- **DATA FOR THIS TASK**
============================================================

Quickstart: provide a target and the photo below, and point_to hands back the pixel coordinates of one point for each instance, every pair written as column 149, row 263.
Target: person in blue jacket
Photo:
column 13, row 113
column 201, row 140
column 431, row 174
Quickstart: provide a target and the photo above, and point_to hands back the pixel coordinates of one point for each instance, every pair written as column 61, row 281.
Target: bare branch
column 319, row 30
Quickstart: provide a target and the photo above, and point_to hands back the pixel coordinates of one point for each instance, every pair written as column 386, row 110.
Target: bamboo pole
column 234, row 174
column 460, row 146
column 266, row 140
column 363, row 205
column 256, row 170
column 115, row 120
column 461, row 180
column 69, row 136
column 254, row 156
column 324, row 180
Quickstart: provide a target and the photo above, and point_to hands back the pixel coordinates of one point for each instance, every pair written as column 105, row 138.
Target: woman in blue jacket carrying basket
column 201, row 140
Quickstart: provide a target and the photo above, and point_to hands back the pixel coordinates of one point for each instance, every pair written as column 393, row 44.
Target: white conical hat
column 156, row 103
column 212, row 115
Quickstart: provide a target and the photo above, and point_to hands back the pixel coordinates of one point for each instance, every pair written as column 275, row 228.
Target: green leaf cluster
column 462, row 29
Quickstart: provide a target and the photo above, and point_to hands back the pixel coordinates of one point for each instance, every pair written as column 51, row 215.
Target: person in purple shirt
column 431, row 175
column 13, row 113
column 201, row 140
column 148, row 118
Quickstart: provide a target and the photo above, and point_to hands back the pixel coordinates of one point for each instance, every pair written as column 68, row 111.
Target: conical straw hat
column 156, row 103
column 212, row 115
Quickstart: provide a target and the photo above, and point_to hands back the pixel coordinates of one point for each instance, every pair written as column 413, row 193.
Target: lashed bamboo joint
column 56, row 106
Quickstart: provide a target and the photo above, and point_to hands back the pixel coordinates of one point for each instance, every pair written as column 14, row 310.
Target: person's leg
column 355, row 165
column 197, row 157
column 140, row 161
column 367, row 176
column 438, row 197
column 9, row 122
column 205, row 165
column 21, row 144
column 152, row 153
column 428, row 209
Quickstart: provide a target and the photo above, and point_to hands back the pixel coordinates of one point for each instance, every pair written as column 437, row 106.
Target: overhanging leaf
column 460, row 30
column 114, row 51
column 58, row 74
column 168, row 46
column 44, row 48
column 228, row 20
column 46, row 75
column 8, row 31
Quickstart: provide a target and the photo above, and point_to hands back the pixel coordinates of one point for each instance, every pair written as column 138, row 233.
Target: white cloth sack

============================================================

- **SET EXERCISE**
Retype the listing above in full, with no alterations.

- **WRITTEN SOLUTION**
Quickstart: provide a target and the photo below, and point_to hands back the pixel coordinates of one point for each instance, every pair written as column 149, row 263.
Target: person in blue jacket
Photo:
column 13, row 113
column 201, row 140
column 431, row 174
Quickstart: provide a target and the photo above, and point_to hands back the pixel coordinates of one point for each instance, every pair written as column 61, row 281.
Target: bare branch
column 319, row 30
Quickstart: provide a target and the photo above, and point_to hands back the pixel coordinates of one point for each instance, every pair written as column 386, row 110.
Target: bamboo pole
column 234, row 174
column 460, row 146
column 266, row 140
column 363, row 205
column 256, row 170
column 115, row 120
column 461, row 180
column 69, row 136
column 254, row 156
column 324, row 180
Quickstart: provide a target and the photo above, and point_to hands back the pixel coordinates of one point for each instance, every pair written as column 105, row 138.
Target: woman in blue jacket carrying basket
column 201, row 140
Quickstart: provide a target and the photo above, and point_to hands back the pixel coordinates of one point for each instance, every pair written as column 393, row 44.
Target: white conical hat
column 156, row 103
column 212, row 115
Quickstart: provide a target and the photo above, and point_to hands back the pixel coordinates of one point for each instance, every pair written as column 275, row 228.
Target: green leaf cluster
column 462, row 29
Quickstart: provide a target and the photo above, and point_to hands back the pixel coordinates of one point for each instance, every pair written as column 51, row 215.
Target: person in purple shirt
column 431, row 175
column 13, row 113
column 201, row 140
column 148, row 118
Quickstart: provide a target and the photo above, and point_to hands back the pixel coordinates of one point for each instance, every pair written as column 68, row 111.
Target: conical straw hat
column 156, row 103
column 212, row 115
Quickstart: provide a target and the photo above, and point_to hands back the pixel coordinates of one point for each instance, every pair written as column 413, row 193.
Target: lashed bamboo joint
column 56, row 106
Quickstart: provide a target and the photo above, and point_to hands back the pixel coordinates of one point for each instance, every pair written as column 14, row 310.
Target: person's leg
column 355, row 165
column 197, row 157
column 140, row 161
column 367, row 176
column 438, row 197
column 9, row 122
column 205, row 165
column 21, row 144
column 152, row 153
column 428, row 209
Quickstart: provide a target and the photo above, and point_to hands back the pixel coordinates of one point for each instance, every pair written as column 437, row 106.
Target: overhanging leaf
column 460, row 30
column 114, row 51
column 58, row 74
column 168, row 46
column 44, row 48
column 228, row 20
column 46, row 75
column 8, row 31
Quickstart: provide a target and the photo above, and point_to hands back the pixel coordinates of one point for each instance, every pair written as column 138, row 233.
Target: white cloth sack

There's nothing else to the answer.